= Provided passage =
# $250 pen



## ldimick (May 30, 2005)

In your opinion how much time do you think it would take you to make a pen that would sell for $250?


----------



## Fred in NC (May 30, 2005)

It all depends on whether the value of the $250 pen is based on the materials cost or the amount of labor involved, or both.

Obviously a pen could be worth $250 or more just because the material is expensive, gold for example. 

On the other hand, a maki-e pen's value is based on the amount of time it takes to 'paint' the design.


----------



## Rifleman1776 (May 30, 2005)

Two hours to make. Two years to find a customer willing to pay that amount.


----------



## leehljp (May 30, 2005)

I got tired of spending 2 years to complete a 40 hour woodworking project.  So I got into this hobby so that I could start and complete a project in an hour. Little did I know that it takes about 2 to 3 hours to do a fair job. Overnight or longer if I wanted a great finish. And the "overnight" part usually becomes a week before I can get back into my shop. 

But $250.00? - I have a long way to go. That is my intermediate goal. My real goal is $500.00 and that is possible cause I live in Japan where people <b>will</b> pay higher prices.  []


----------



## Old Griz (May 30, 2005)

[][][]HEY Hank,,, can I ship you a load of pens to sell... [][][][]


----------



## PenWorks (May 30, 2005)

You are not going to sell to many $250.00 kit pens. So starting from scratch, with the design, draw up, choice of materials, proto type....it is going to take you a while. I worked for a month (couldn't tell you how many hours) to come up with my Turban tops & my other hand painted design. Only came out with 6 pens.(about 6 more to the trash bin) Now that I have the design and working drawings, I could duplicate them in about 6 hours.


----------



## rtjw (May 30, 2005)

I could never fathom making a $250 pen. It would have to be made of something very rare and be a very good pen kit. I just dont get any kind of response for that kind of pen.

= Task instructions =
A: In the pen thread, how long does PenWorks say it would now take to duplicate the designs, with the working drawings already done?
B: Rewrite every line of the listing below as a JSON list of strings, one string per line, skipping blank lines and leaving out the pictures.
The listing that comes next has no connection to the pen thread.

(Saved entries)

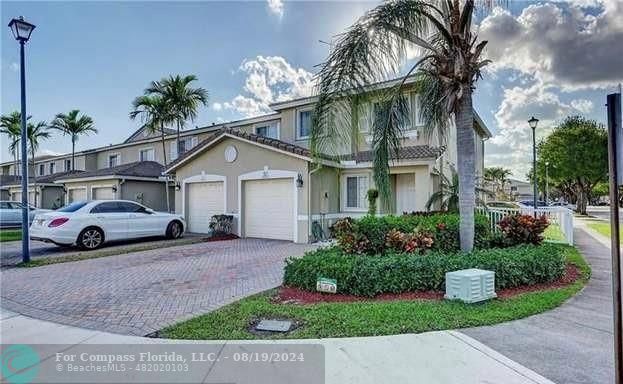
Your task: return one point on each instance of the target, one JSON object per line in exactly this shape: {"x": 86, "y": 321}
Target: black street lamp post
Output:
{"x": 533, "y": 122}
{"x": 22, "y": 30}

= Responses in order =
A: About 6 hours.

B:
[
  "Your task: return one point on each instance of the target, one JSON object per line in exactly this shape: {\"x\": 86, \"y\": 321}",
  "Target: black street lamp post",
  "Output:",
  "{\"x\": 533, \"y\": 122}",
  "{\"x\": 22, \"y\": 30}"
]